*SOURCE PASSAGE*:
• • • • •

Supreme Court Declines To Hear Pivotal 2nd Amendment Case

The Supreme Court has ducked an opportunity to expand the holdings in D.C. v. Heller

gun-constitution

The Supreme Court announced today that it would not be accepting an appeal in the case Kachalsky, et al., v. Cacace, et al., a case out of New York that deals with that state’s restrictions on carrying a gun in public:

WASHINGTON (AP) — The Supreme Court is staying out of the gun debate for now.

The justices on Monday declined to hear a challenge to a strict New York law that makes it difficult for residents to get a license to carry a concealed handgun in public.

The court did not comment in turning away an appeal from five state residents and the Second Amendment Foundation. Their lawsuit also drew support from the National Rifle Association and 20 states.

Lyle Denniston is among the Court observers who wasn’t surprised by the move:

The Supreme Court, following a pattern that is now quite well established, chose again on Monday to remain on the sidelines as the national debate over gun ownership heats up in the political realm.   Without comment, the Justices denied review of the latest attempt to test whether the Second Amendment right to have a gun extends beyond the home.

The denial of review in Kachalsky, et al., v. Cacace, et al. (docket 12-845) was the latest in a series of denials of attempts to get the Justices to explore the reach of the Court’s 2008 decision in District of Columbia v. Heller, recognizing a Second Amendment right to have a gun for personal self-defense.  That decision, though, was limited to a right to have a gun ready to shoot inside one’s own home.

(…)

Because the Court does not explain orders denying review, there is no way to know why the Justices would again choose not to get involved in a controversy that, in essence, the Heller decision itself has deepened.   One of the most common reasons for the Justices to grant review is the existence of a split among lower courts on a significant constitutional issue.   There is now such a clear split among federal appeals courts on whether constitutional gun rights extend beyond the home, and yet that was not sufficient to draw the Court back into the center of the controversy in the new case from New York.  The new case sought to test the constitutionality of limiting a citizen’s right to a license to carry a concealed gun in public to those who can show they have a “proper cause” for their belief that they need a gun for self-defense away from home.

• • • • •

*MATERIAL*:
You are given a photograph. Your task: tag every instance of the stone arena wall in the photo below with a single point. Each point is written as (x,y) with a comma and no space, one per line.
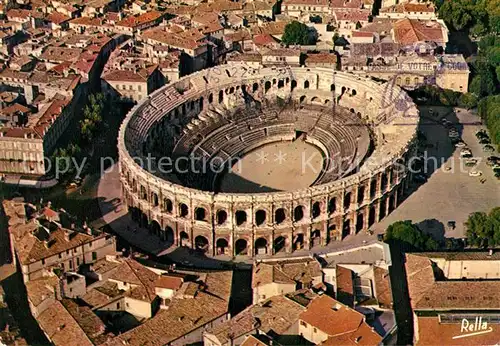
(265,223)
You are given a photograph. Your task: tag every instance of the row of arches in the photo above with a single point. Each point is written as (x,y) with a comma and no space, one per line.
(350,200)
(289,241)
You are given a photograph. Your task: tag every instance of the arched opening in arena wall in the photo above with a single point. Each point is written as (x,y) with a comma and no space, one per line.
(200,214)
(184,239)
(241,217)
(347,200)
(298,213)
(332,233)
(201,243)
(316,209)
(383,184)
(361,194)
(371,216)
(267,86)
(154,198)
(260,217)
(346,229)
(155,228)
(279,244)
(383,205)
(391,202)
(316,100)
(261,246)
(144,221)
(168,206)
(359,222)
(169,235)
(315,238)
(183,210)
(298,242)
(332,205)
(221,217)
(241,247)
(279,215)
(222,246)
(373,188)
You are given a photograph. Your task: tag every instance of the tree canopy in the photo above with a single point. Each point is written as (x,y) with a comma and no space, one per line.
(478,16)
(409,237)
(298,33)
(483,229)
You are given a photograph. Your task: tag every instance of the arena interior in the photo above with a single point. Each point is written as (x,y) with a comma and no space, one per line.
(242,161)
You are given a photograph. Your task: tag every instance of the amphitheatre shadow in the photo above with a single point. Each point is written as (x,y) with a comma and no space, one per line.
(434,228)
(234,183)
(435,147)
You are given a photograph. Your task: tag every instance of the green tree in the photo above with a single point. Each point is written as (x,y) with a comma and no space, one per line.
(409,237)
(298,33)
(477,229)
(483,84)
(468,100)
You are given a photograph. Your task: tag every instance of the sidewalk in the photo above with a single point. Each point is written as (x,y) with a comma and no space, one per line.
(116,216)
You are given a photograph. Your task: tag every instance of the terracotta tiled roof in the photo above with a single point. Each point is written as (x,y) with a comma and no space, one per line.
(183,315)
(14,108)
(364,336)
(18,13)
(323,310)
(61,328)
(86,318)
(303,271)
(428,293)
(252,341)
(431,332)
(134,273)
(408,31)
(345,285)
(170,282)
(39,290)
(382,286)
(352,15)
(263,40)
(306,2)
(345,3)
(57,17)
(276,314)
(321,58)
(144,18)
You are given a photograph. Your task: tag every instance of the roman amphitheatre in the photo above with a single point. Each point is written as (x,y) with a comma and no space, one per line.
(237,160)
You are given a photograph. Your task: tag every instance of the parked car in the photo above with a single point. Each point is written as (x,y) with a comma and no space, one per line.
(481,134)
(488,148)
(470,162)
(420,178)
(475,173)
(492,160)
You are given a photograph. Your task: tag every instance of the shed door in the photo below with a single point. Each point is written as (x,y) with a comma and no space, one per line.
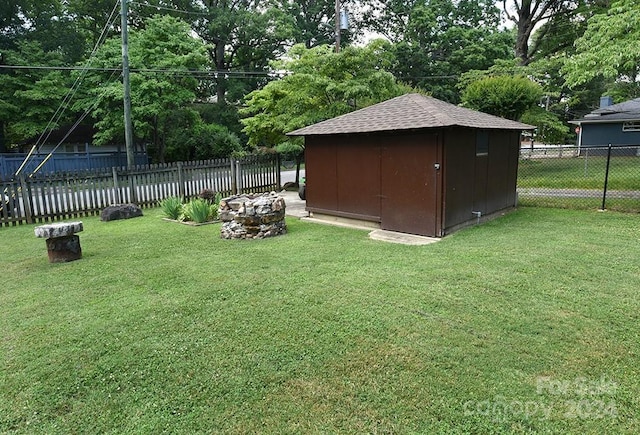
(410,199)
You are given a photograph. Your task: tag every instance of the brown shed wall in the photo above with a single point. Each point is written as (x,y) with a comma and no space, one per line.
(390,177)
(479,183)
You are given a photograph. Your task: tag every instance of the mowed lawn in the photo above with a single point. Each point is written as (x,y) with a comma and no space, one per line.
(526,324)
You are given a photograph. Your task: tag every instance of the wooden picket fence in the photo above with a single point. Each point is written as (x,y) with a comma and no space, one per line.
(60,196)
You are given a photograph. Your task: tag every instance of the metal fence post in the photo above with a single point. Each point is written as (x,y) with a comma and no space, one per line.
(26,199)
(238,178)
(132,185)
(116,185)
(278,176)
(606,179)
(181,186)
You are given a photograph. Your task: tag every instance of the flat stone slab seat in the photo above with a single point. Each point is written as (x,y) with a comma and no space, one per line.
(63,244)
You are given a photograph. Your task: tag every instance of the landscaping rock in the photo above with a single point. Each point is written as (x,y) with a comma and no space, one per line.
(252,216)
(122,211)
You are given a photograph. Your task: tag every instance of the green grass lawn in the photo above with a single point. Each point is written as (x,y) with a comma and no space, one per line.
(526,324)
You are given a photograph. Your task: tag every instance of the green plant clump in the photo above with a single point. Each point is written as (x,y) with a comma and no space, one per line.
(171,207)
(199,210)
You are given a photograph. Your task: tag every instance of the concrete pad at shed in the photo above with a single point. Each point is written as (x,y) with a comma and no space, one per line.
(402,238)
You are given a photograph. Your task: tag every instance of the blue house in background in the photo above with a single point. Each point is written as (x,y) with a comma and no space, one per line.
(615,124)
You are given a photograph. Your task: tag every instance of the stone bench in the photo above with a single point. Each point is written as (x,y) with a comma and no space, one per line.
(62,242)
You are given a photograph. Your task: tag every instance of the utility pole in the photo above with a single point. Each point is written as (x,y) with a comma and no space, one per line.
(337,26)
(128,133)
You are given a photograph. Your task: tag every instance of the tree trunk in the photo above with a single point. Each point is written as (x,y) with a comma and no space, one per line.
(221,81)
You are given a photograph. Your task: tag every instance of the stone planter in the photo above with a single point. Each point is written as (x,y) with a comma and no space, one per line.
(252,216)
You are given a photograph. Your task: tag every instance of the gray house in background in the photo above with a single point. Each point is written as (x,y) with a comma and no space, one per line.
(615,124)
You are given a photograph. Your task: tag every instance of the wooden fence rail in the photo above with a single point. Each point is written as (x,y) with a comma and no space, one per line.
(71,195)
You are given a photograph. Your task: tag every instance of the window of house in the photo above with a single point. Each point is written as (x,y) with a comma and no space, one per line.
(631,126)
(482,143)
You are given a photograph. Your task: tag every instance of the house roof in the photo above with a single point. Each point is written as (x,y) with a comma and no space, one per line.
(408,112)
(627,111)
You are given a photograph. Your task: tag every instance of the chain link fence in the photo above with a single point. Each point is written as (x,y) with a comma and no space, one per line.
(566,176)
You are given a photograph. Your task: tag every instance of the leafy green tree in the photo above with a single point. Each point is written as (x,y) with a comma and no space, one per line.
(550,128)
(243,36)
(161,58)
(438,40)
(321,85)
(506,96)
(609,49)
(29,98)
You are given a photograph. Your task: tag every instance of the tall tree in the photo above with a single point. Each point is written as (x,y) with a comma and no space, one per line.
(244,36)
(322,84)
(162,57)
(441,39)
(609,49)
(556,22)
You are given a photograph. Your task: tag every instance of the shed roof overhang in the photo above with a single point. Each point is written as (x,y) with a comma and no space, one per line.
(409,112)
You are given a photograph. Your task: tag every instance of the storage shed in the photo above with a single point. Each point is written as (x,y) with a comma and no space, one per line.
(412,164)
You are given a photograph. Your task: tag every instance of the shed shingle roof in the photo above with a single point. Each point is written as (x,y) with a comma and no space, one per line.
(408,112)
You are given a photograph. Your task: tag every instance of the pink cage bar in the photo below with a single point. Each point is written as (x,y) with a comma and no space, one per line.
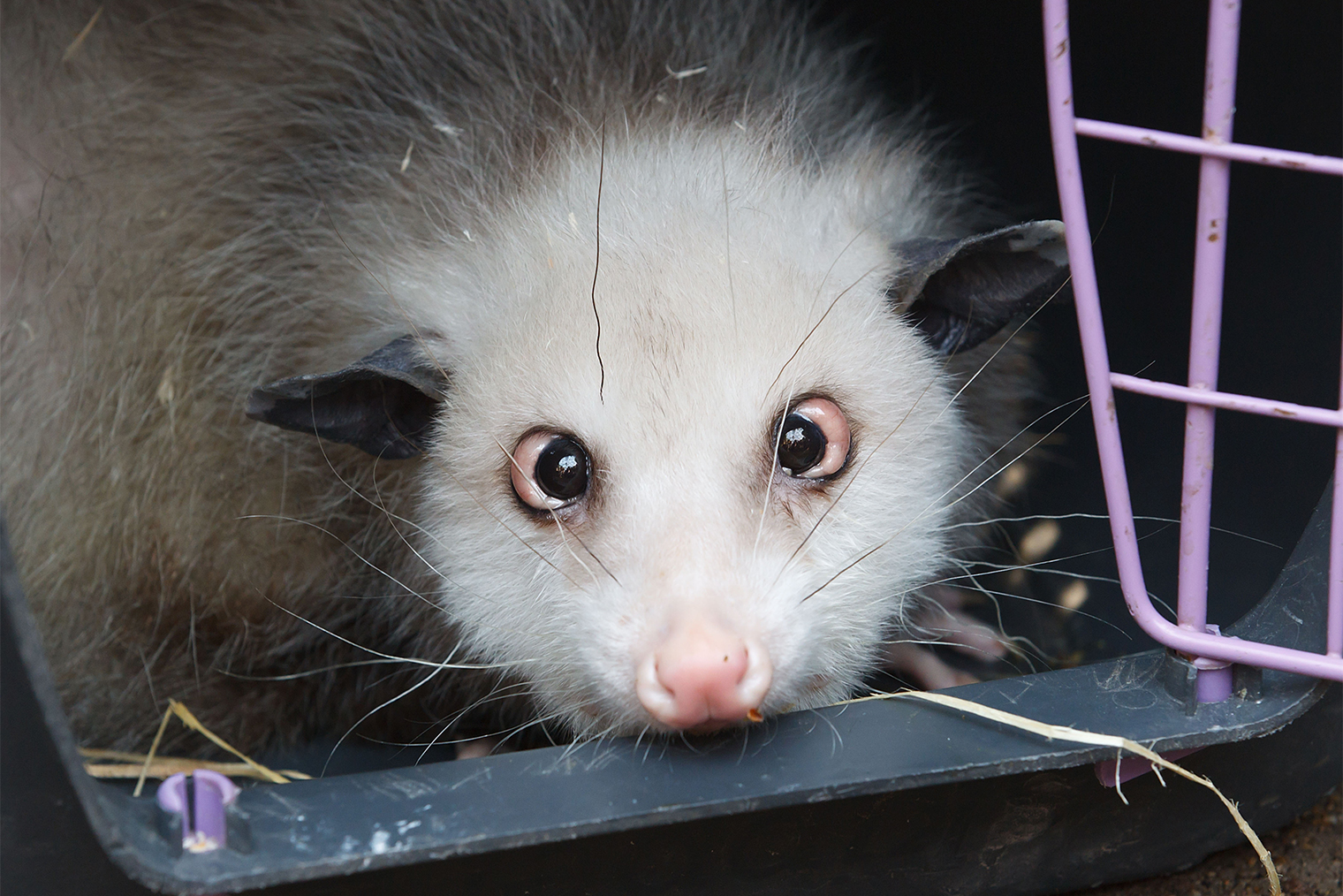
(1190,634)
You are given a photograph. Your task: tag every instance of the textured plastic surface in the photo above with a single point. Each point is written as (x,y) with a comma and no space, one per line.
(864,751)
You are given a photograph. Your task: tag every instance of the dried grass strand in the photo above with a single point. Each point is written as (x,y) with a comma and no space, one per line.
(129,764)
(186,717)
(1061,733)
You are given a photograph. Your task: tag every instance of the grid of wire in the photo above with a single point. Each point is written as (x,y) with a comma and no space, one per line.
(1190,633)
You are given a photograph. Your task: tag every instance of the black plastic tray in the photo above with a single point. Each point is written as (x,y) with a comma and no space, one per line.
(864,794)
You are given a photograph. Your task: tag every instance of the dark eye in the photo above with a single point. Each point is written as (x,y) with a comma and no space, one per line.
(550,470)
(800,444)
(814,439)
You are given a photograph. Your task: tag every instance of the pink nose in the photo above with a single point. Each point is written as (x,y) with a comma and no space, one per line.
(702,677)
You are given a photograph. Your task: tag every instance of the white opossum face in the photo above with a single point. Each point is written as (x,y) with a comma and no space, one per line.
(699,492)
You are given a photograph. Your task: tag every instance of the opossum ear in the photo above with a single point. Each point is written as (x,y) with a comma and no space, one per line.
(382,403)
(960,292)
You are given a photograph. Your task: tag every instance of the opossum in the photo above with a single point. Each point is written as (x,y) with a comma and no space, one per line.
(617,367)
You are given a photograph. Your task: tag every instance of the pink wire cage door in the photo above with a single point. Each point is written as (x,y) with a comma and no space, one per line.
(1190,634)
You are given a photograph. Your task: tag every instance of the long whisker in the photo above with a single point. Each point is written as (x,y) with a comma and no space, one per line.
(816,325)
(596,263)
(1099,516)
(769,482)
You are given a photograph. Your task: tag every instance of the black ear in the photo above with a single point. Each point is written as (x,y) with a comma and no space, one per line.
(382,403)
(960,292)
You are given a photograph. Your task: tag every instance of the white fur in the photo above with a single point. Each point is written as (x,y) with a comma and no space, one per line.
(229,196)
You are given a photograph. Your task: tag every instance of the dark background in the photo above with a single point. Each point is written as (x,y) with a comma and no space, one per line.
(979,70)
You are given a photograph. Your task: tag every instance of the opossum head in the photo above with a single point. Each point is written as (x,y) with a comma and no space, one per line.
(685,459)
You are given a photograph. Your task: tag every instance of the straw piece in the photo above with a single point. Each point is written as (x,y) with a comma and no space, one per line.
(80,38)
(154,748)
(1074,735)
(191,722)
(168,766)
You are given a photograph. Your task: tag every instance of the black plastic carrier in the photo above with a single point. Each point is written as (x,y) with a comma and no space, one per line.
(892,797)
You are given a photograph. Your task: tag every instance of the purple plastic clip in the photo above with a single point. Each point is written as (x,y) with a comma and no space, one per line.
(204,829)
(1113,772)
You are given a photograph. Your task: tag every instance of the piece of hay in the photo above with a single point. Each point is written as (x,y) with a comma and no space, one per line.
(129,764)
(176,708)
(1060,733)
(80,38)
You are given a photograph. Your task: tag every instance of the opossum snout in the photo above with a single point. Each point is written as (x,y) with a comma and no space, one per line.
(702,677)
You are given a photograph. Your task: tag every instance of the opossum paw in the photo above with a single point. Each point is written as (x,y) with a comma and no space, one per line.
(942,619)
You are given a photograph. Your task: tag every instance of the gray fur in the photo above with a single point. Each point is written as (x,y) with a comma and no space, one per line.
(211,196)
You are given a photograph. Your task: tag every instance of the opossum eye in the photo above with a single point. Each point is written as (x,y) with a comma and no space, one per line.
(550,470)
(814,439)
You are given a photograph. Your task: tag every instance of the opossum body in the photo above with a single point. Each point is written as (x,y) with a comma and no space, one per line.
(640,341)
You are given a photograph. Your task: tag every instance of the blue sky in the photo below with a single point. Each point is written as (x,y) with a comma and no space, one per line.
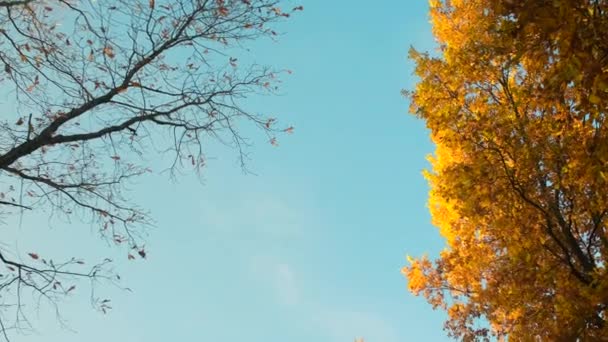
(308,249)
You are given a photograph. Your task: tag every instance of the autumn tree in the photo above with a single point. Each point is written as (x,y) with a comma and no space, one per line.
(94,85)
(516,102)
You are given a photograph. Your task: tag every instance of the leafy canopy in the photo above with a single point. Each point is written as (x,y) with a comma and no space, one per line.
(516,105)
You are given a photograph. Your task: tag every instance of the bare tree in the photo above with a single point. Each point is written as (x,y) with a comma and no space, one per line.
(96,82)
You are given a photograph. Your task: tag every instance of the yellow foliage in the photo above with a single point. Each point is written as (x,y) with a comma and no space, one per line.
(517,107)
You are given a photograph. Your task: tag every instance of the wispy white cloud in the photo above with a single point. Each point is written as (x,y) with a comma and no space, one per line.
(251,215)
(345,325)
(279,277)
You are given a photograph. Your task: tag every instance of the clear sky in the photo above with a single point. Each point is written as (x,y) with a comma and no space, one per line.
(308,249)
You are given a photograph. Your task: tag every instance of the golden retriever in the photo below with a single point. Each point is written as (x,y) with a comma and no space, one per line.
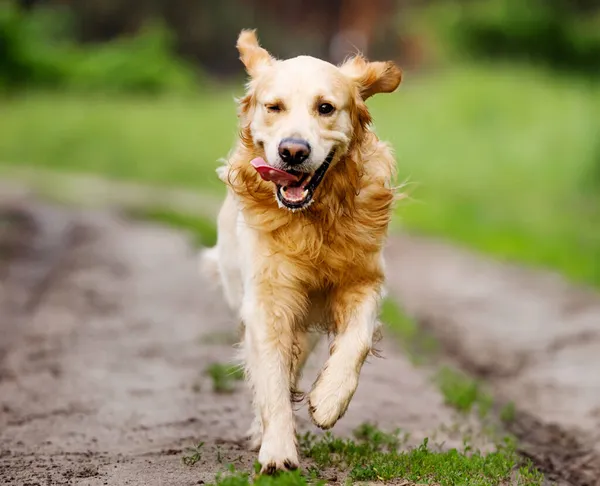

• • • • •

*LIST OF TASKS*:
a - What docket number does the Supreme Court article give for Kachalsky, et al., v. Cacace, et al.?
b - Reproduce the part of the Supreme Court article starting with "The Supreme Court has" and going on through "debate for now.".

*TASK-BY-TASK ANSWERS*:
a - 12-845

b -
The Supreme Court has ducked an opportunity to expand the holdings in D.C. v. Heller

gun-constitution

The Supreme Court announced today that it would not be accepting an appeal in the case Kachalsky, et al., v. Cacace, et al., a case out of New York that deals with that state’s restrictions on carrying a gun in public:

WASHINGTON (AP) — The Supreme Court is staying out of the gun debate for now.